* [Your instructions] Skip the pictures and copy all the data that follows exactly.

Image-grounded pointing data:

================================

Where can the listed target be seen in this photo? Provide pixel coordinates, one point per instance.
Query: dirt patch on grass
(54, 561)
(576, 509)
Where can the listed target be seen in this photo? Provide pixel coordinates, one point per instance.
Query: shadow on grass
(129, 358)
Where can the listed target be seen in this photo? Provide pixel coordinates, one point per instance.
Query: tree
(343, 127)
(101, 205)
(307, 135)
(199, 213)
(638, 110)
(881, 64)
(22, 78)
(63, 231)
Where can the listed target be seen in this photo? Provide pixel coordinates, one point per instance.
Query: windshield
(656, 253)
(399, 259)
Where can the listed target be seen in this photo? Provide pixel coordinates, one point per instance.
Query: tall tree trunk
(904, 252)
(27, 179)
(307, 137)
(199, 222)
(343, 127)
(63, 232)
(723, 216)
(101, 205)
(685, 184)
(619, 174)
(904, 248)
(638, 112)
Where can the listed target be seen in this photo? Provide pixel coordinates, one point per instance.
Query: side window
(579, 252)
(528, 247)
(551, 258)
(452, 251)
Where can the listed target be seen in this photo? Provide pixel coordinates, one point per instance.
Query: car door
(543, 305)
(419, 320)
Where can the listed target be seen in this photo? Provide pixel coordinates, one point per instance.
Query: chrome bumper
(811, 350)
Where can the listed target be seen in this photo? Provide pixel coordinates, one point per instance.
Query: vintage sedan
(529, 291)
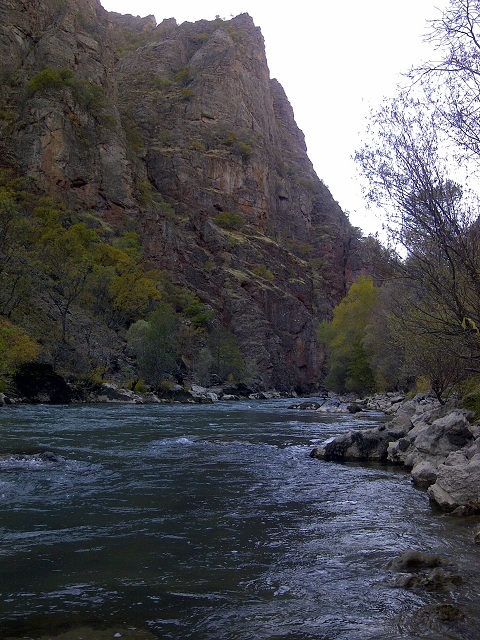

================================

* [Task solution]
Where can the listed target be seen in this photo? Provide pixel coordinates, one point per instance.
Query: dirt patch on grass
(54, 561)
(576, 509)
Where can the listed target be seen in this photo? Provide pixel coordinates, one point per instance.
Query: shadow on grass
(129, 358)
Where can the listed target be seen in this photo? Provide pixel coordinates, one point per instance.
Query: tree
(343, 127)
(101, 205)
(307, 135)
(199, 213)
(638, 110)
(881, 64)
(22, 78)
(63, 231)
Where can the listed target be seen in this photo? Provide pixel coordinates, one point per instance.
Query: windshield
(656, 253)
(399, 259)
Where can the listed target be seen in this photo? Provide pixel coordinates, one point per instance.
Query: tall tree trunk
(904, 252)
(27, 179)
(307, 137)
(199, 222)
(343, 127)
(63, 232)
(723, 216)
(101, 205)
(685, 184)
(619, 174)
(904, 248)
(638, 112)
Where can the listed target be seen in this photo? Provide pixel coordinates, one point per instance.
Query: side window
(579, 252)
(528, 247)
(551, 258)
(452, 251)
Where can the listed target be seen in this photo? Provide pixel coordinates, one point per instance.
Query: car door
(543, 305)
(419, 320)
Where can the listed target be seen in this photo? Provide pixel coordinates, one point per instance.
Query: chrome bumper
(811, 350)
Where can the listed target be seen in this photo? Provide pixel coordinates, one point per instance.
Query: vintage sedan
(529, 291)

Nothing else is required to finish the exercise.